[Entries taken from a collection]
....................

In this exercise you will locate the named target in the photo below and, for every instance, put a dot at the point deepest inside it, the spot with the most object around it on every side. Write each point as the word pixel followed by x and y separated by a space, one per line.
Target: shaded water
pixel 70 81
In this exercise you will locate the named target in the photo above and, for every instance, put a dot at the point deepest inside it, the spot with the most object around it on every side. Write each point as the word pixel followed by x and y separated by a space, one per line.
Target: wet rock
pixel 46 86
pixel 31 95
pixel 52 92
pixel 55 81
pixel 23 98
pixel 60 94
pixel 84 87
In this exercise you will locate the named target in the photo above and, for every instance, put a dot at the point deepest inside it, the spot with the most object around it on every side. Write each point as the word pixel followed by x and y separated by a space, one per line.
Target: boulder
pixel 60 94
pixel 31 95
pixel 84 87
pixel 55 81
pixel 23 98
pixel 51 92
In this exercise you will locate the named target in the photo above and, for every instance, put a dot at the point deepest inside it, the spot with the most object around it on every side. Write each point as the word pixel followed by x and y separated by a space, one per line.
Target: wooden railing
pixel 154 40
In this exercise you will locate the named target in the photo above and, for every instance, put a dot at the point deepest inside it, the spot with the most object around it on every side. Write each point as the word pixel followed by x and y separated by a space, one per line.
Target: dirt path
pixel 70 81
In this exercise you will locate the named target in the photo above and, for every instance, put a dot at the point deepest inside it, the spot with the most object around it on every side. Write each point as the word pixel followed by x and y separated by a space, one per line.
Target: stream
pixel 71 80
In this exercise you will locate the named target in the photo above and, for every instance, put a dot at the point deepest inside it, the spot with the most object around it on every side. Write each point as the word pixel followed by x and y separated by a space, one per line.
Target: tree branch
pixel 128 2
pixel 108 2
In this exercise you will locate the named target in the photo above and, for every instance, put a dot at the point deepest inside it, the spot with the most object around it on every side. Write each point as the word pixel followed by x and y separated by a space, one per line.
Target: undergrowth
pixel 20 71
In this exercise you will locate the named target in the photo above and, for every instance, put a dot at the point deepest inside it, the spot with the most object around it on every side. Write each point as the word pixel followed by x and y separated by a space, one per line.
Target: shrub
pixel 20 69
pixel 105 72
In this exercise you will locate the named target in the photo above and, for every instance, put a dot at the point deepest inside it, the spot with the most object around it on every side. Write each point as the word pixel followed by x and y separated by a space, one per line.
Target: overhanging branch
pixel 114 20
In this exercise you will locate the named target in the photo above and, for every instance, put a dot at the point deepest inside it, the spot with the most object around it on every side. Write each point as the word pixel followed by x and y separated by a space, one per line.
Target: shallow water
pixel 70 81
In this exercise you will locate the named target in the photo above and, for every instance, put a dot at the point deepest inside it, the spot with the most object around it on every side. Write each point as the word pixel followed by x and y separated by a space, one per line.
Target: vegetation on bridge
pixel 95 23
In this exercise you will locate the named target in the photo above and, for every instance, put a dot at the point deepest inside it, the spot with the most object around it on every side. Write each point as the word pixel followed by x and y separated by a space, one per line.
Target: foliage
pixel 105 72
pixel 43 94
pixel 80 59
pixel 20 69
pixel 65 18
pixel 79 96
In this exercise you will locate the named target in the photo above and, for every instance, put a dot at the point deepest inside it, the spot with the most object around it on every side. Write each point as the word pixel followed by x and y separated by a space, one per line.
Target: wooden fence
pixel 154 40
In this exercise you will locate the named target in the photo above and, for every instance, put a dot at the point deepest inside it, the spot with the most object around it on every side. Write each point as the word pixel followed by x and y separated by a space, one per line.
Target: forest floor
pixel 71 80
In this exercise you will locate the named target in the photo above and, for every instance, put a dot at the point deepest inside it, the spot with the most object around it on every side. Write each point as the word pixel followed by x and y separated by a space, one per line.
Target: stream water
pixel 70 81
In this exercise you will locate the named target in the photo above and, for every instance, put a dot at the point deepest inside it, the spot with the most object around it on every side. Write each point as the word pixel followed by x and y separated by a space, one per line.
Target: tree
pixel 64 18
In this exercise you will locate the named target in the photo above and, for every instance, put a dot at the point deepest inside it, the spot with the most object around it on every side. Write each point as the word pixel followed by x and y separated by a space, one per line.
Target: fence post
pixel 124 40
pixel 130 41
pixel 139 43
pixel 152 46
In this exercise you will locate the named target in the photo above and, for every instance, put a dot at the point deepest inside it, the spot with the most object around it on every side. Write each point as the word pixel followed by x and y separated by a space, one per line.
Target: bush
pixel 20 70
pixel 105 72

....................

▸ **What you are asked to do**: Without omitting any record, transcribe the data exactly.

▸ **Solution to the problem**:
In this exercise you will locate the named target in the photo below and, for every instance, put a dot at the point deepest inside it, the spot with the most object around it on every side. Write each point as the word pixel followed by x and y separated by a space, one per line.
Target: shaded water
pixel 70 81
In this exercise you will locate the named target in the photo above and, for every instance, put a dot at the point deepest inside it, the spot with the most object around it on every side. Write each point as the word pixel followed by x and y separated by a space, one per line.
Target: wet rock
pixel 46 86
pixel 31 95
pixel 52 92
pixel 55 81
pixel 23 98
pixel 60 94
pixel 84 87
In this exercise you will locate the named target in the photo above and, for every instance, put a dot at the point deepest inside it, the spot with the most object around it on every side. Write each point as the word pixel followed by x and y separated by a space, one per line.
Target: boulder
pixel 60 94
pixel 31 95
pixel 84 87
pixel 55 81
pixel 23 98
pixel 51 92
In this exercise you will locate the named target in the photo above and, for every instance, put a dot at the point deepest inside it, the spot with the most object around it on every side. Write each point as the word pixel followed by x and y separated by a space, one per line.
Target: wooden railing
pixel 154 40
In this exercise you will locate the named target in the photo above and, for every instance, put a dot at the point deepest inside it, the spot with the most object around it on every side. Write each point as the word pixel followed by x and y separated by a space, one per line.
Target: dirt path
pixel 70 81
In this exercise you will locate the named target in the photo above and, for every instance, put a dot at the point deepest inside it, the spot with the most object around it on every side. Write each point as the word pixel followed by x and y separated by a space, one per line.
Target: stream
pixel 71 80
In this exercise you will locate the named target in the photo above and, for every instance, put a dot at the point deepest inside it, the spot with the most object around it on every side. Write each point as the word pixel followed by x and y separated by a space, one per line.
Target: tree branch
pixel 128 2
pixel 108 2
In this exercise you will locate the named target in the photo above and, for every instance, put a dot at the point deepest inside it, the spot with the most object around it on every side. Write each point as the word pixel followed by x and y separated by a space, one per line.
Target: undergrowth
pixel 20 71
In this exercise you will locate the named target in the photo above and, for every instance, put a dot at the point deepest inside it, the spot with the most object around it on every side. Write each point as the word pixel followed by x and y separated by a space, one per line.
Target: shrub
pixel 20 69
pixel 105 72
In this exercise you will locate the named target in the photo above and, for every instance, put a dot at the point deepest inside it, the spot with the most object around it on every side. Write each point as the word pixel followed by x and y separated by a space, one per line.
Target: overhanging branch
pixel 114 20
In this exercise you will locate the named target in the photo above and, for every instance, put a dot at the point deepest inside it, the spot with the most object around it on every side. Write each point as the word pixel followed by x and y separated by a space, one per line.
Target: shallow water
pixel 70 81
In this exercise you will locate the named target in the photo above and, for every instance, put a dot at the point deepest inside it, the spot with the most object around it on every side. Write each point as the word pixel followed by x and y separated by a space, one per line.
Target: vegetation on bridge
pixel 95 23
In this exercise you will locate the named target in the photo above and, for every instance, put a dot at the point deepest inside it, the spot with the most object around it on every side. Write each point as the word pixel followed by x and y separated by a space, one per line.
Target: foliage
pixel 105 72
pixel 43 94
pixel 80 59
pixel 20 69
pixel 65 18
pixel 79 96
In this exercise you will locate the named target in the photo above and, for every instance, put a dot at the point deepest inside it, the spot with the most object around it on every side. Write each point as the word pixel followed by x and y separated by a space, one per line.
Target: wooden fence
pixel 154 40
In this exercise you will locate the named target in the photo above and, for every instance, put a dot at the point deepest inside it, the spot with the most object around it on every side. Write each point as the word pixel followed by x and y separated by a space, one per line.
Target: forest floor
pixel 71 80
In this exercise you will locate the named target in the photo above and, for every instance, put a dot at the point deepest inside it, the spot with the most object around it on every side. Write each point as the word pixel followed by x and y separated by a space, one per line.
Target: stream water
pixel 70 81
In this exercise you will locate the named target in the photo above and, for every instance, put a dot at the point deepest inside it, the spot with the most object around it on every side. Write each point as the word pixel followed by x and y separated by a space, one per line.
Target: tree
pixel 64 18
In this exercise you will locate the named target in the photo above and, for every instance, put a dot at the point deepest inside it, the spot with the most object around it on every side. Write each point as the word pixel followed by x and y separated by a space, one per line.
Target: fence post
pixel 124 40
pixel 130 41
pixel 139 43
pixel 152 46
In this exercise you will locate the named target in the photo above and, for every instance, put a dot at the point deepest inside it, the spot with the most object around it on every side. Write each point as the word pixel followed by x and y separated by a space, one per line.
Target: bush
pixel 20 70
pixel 105 72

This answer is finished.